And that’s exactly what happened. Inter and intra-confraternity fights eventually became so violent that the Pyrates were forced, at least publicly, to close their university branches; and the dictator IBB and subsequent Nigerian rulers found university confraternity members a handy army in brutally suppressing both militant and peaceful activism by students and university teachers on university campuses. By the middle and late 1990s, most of the confraternities had evolved into criminal gangs (generally called secret cults by Nigerians) involved in organised crime in Nigeria and abroad.
An intriguing fact that seems to have been little thought about or researched is that other British, French, and Portuguese colonies in Africa did not have this phenomenon of university confraternities that evolved into criminal gangs. The AI tool, Grok, gave this reason for this interesting fact-“Other African universities lacked the same combination of historical catalysts, intellectual leadership, and permissive environments to foster similar groups. Additionally, stricter institutional controls, differing cultural contexts, and alternative forms of student activism in countries like Ghana, Kenya, or South Africa prevented the development of confraternity-like organisations.”

Written problem A:
According to the passage on Nigerian university confraternities, what had most of the confraternities become by the middle and late 1990s?
The entries that follow have no connection to the passage about Nigerian university confraternities.

Given data:

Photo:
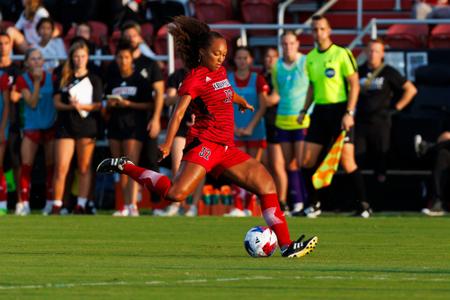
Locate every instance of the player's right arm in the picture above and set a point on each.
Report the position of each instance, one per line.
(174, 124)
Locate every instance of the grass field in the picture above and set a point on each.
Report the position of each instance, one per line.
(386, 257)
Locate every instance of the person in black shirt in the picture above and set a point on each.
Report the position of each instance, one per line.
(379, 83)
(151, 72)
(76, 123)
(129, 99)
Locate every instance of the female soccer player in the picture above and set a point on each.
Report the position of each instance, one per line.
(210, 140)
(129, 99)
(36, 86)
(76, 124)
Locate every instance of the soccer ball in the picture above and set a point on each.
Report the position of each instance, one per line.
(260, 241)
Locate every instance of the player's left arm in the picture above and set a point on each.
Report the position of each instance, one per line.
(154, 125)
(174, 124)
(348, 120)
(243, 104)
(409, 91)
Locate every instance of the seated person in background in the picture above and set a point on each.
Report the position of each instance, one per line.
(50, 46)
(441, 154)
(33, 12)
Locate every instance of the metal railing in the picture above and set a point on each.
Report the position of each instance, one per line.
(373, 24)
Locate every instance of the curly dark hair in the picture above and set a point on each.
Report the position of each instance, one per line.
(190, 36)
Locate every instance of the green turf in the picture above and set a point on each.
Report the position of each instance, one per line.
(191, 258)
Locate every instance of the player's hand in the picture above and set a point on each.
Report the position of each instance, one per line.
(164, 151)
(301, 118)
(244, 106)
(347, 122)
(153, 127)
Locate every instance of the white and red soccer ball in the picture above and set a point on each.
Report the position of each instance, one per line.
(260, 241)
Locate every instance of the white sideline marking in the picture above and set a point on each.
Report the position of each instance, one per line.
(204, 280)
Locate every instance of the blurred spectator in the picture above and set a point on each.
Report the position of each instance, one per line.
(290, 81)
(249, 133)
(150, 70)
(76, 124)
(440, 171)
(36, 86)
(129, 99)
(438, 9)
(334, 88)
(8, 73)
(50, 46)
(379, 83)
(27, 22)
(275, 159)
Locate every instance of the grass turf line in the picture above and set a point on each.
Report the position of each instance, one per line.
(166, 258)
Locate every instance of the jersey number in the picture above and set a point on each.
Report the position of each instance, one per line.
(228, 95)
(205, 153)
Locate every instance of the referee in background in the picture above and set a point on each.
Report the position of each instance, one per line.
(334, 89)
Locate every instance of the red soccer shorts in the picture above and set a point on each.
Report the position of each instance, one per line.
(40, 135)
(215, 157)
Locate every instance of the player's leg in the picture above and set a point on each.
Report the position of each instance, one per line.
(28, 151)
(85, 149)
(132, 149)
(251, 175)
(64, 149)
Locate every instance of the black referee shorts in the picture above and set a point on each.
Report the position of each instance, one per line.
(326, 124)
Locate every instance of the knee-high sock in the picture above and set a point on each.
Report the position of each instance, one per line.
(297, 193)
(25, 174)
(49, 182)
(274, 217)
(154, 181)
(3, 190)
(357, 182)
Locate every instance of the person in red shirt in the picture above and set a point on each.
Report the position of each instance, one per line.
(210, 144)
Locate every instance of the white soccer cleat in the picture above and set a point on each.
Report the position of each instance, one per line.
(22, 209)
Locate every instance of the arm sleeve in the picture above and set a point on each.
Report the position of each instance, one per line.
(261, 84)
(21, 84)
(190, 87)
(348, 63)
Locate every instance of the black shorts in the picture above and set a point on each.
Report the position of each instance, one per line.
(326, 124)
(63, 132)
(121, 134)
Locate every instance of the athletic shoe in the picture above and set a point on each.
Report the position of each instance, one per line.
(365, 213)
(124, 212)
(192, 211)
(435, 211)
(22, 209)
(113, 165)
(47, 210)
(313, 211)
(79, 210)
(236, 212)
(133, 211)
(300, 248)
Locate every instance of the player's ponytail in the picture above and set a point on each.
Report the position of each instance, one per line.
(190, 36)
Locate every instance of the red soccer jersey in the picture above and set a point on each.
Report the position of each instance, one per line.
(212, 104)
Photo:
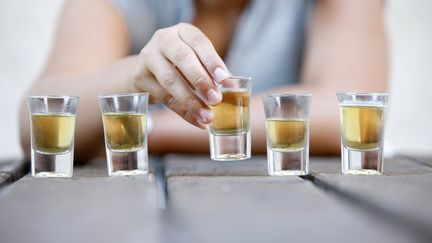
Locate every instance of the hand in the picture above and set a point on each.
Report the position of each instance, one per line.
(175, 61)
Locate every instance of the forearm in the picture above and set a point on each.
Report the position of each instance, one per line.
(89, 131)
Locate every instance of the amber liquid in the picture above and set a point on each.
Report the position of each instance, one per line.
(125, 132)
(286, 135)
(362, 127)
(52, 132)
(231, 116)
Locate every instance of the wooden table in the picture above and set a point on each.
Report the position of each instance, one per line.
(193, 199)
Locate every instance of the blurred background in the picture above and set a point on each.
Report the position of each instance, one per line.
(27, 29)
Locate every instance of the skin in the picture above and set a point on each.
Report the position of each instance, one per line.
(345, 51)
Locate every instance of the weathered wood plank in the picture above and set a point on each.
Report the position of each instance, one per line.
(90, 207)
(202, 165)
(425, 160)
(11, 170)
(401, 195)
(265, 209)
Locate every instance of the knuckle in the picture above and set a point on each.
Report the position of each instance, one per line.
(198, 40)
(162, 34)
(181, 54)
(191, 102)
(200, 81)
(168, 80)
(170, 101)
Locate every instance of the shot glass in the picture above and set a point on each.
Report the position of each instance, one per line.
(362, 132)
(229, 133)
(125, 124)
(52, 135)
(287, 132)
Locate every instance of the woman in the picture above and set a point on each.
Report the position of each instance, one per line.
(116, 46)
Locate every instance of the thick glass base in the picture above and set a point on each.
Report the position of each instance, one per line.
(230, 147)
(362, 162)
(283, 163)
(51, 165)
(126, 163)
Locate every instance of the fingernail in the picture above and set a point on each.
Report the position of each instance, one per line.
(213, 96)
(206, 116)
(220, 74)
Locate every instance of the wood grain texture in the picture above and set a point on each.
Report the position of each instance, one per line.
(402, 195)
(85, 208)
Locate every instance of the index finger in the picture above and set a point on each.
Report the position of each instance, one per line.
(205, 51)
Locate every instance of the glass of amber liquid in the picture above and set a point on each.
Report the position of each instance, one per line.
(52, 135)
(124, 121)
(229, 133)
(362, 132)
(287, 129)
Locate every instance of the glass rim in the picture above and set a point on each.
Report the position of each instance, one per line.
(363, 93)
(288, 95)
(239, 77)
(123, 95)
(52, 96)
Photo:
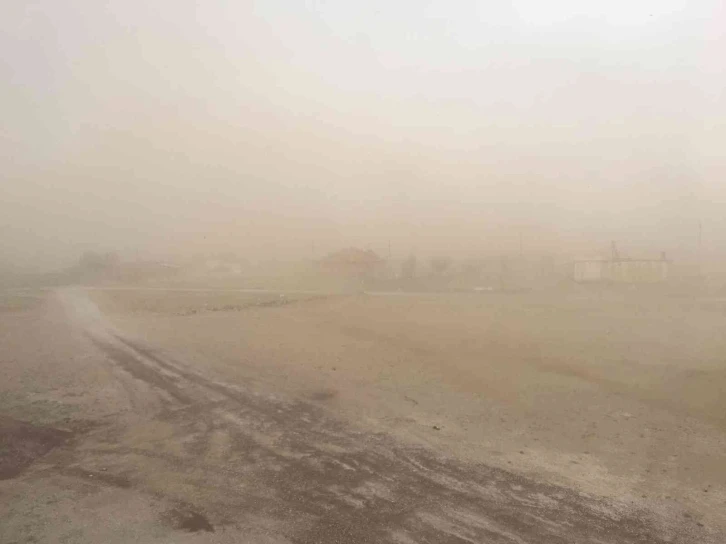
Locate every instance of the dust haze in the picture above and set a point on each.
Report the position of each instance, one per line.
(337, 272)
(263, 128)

--

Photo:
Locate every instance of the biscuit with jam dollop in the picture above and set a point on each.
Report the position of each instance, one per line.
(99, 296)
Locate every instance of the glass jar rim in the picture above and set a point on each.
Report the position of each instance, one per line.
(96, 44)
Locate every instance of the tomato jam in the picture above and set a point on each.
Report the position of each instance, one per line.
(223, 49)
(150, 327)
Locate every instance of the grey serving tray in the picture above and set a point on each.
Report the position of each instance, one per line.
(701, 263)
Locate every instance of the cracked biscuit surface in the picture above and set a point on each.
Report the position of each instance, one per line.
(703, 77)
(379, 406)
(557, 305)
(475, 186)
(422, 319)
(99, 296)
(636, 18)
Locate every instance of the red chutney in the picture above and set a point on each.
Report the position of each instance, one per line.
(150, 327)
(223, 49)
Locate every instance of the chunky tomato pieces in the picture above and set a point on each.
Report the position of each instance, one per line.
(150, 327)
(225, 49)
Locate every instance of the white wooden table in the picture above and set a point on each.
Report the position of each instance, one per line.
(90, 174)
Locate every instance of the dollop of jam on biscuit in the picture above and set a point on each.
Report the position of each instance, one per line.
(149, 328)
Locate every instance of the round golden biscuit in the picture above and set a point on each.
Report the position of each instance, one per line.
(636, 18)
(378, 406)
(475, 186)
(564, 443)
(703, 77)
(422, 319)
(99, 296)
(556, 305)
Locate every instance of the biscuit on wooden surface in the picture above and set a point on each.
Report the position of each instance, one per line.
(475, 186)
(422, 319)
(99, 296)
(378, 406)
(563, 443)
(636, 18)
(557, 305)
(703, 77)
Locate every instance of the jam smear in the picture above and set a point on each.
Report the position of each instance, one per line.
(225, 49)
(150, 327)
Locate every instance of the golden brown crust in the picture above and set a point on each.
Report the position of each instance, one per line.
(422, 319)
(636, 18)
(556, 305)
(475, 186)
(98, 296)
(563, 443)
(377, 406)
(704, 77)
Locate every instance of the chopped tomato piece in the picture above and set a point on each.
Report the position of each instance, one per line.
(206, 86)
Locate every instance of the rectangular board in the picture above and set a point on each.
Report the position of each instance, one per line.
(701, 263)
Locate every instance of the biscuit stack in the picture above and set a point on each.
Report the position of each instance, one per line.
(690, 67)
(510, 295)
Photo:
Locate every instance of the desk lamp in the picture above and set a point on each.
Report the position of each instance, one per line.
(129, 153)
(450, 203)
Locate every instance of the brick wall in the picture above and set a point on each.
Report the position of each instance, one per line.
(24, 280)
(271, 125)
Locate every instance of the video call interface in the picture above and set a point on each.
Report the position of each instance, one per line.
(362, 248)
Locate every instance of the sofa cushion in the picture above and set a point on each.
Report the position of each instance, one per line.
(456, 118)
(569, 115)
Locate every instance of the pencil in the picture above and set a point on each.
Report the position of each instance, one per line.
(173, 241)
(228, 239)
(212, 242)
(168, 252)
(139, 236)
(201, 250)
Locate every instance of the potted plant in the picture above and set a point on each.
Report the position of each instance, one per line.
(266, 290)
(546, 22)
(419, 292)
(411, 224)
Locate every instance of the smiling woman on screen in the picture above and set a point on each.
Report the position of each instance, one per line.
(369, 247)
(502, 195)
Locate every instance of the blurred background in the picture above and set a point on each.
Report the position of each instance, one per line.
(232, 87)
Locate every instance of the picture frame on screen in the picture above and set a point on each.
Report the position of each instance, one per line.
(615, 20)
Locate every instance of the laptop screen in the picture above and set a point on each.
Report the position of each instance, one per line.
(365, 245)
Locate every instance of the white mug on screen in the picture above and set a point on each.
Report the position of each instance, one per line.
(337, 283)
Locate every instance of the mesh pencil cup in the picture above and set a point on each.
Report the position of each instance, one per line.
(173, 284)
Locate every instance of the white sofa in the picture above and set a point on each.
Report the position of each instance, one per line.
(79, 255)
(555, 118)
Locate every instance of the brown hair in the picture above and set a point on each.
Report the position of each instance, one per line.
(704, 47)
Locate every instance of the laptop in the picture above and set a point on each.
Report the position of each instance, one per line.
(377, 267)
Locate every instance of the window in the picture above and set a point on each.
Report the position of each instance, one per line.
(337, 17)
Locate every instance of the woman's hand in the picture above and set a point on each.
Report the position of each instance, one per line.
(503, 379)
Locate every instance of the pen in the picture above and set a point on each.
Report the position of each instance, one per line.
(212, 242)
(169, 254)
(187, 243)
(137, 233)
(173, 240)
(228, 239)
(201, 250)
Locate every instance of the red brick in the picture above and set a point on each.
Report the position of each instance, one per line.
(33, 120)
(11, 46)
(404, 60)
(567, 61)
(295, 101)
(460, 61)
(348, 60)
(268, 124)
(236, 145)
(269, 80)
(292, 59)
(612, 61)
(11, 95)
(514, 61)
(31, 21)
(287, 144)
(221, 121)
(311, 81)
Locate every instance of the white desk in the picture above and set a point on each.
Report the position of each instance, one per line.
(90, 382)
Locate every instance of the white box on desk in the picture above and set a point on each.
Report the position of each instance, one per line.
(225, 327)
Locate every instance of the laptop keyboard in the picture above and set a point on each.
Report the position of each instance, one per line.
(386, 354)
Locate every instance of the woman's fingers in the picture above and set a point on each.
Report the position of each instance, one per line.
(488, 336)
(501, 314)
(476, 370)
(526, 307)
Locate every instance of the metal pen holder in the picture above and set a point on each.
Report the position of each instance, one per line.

---

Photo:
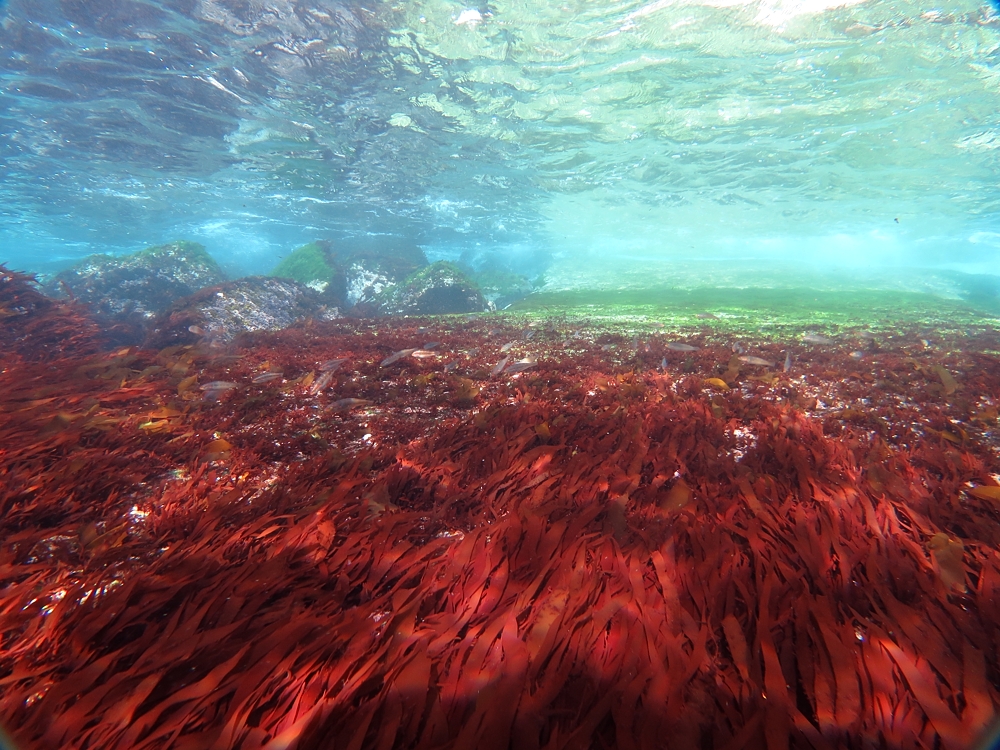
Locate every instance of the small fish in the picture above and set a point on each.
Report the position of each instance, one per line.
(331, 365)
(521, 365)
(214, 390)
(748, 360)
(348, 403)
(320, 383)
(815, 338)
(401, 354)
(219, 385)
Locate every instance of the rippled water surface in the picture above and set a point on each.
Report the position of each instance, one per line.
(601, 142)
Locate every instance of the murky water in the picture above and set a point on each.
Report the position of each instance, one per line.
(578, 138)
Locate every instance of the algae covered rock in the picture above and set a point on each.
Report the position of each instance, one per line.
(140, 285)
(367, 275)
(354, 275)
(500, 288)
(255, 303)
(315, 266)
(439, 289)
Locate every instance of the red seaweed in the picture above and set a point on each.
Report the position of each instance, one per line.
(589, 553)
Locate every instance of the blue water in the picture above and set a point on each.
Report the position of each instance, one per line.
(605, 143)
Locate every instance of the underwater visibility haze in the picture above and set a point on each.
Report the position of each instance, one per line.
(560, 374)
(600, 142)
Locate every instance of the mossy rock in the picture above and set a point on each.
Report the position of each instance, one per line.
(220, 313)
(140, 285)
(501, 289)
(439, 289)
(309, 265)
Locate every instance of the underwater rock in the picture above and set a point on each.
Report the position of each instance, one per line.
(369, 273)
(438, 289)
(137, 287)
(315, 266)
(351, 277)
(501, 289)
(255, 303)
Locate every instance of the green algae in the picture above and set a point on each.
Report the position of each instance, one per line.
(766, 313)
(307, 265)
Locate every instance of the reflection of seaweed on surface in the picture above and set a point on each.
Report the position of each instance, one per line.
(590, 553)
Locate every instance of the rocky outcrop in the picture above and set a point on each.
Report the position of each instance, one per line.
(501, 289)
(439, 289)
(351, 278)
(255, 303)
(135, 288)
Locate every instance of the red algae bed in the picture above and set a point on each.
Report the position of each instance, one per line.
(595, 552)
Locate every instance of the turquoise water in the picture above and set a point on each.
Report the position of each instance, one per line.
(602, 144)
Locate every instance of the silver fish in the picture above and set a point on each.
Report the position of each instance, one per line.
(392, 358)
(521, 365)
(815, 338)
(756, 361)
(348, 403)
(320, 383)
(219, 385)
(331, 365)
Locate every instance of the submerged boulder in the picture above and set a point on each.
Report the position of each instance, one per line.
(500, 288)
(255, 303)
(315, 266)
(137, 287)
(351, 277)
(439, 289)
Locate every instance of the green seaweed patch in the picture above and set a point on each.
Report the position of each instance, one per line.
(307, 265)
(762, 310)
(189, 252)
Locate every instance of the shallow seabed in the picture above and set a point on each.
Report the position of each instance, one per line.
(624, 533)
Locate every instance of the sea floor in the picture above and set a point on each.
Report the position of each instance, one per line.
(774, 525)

Written problem B:
Identify every line of the entries that contains the string "haze", matching case exactly, and copy each one.

Exercise answer A:
Criminal gangs, which Nigerians generally call secret cults.

Exercise answer B:
Locate every instance of the dust haze in the picture above and set a point on each.
Locate every instance of the underwater visibility haze in the picture above and set a point on each.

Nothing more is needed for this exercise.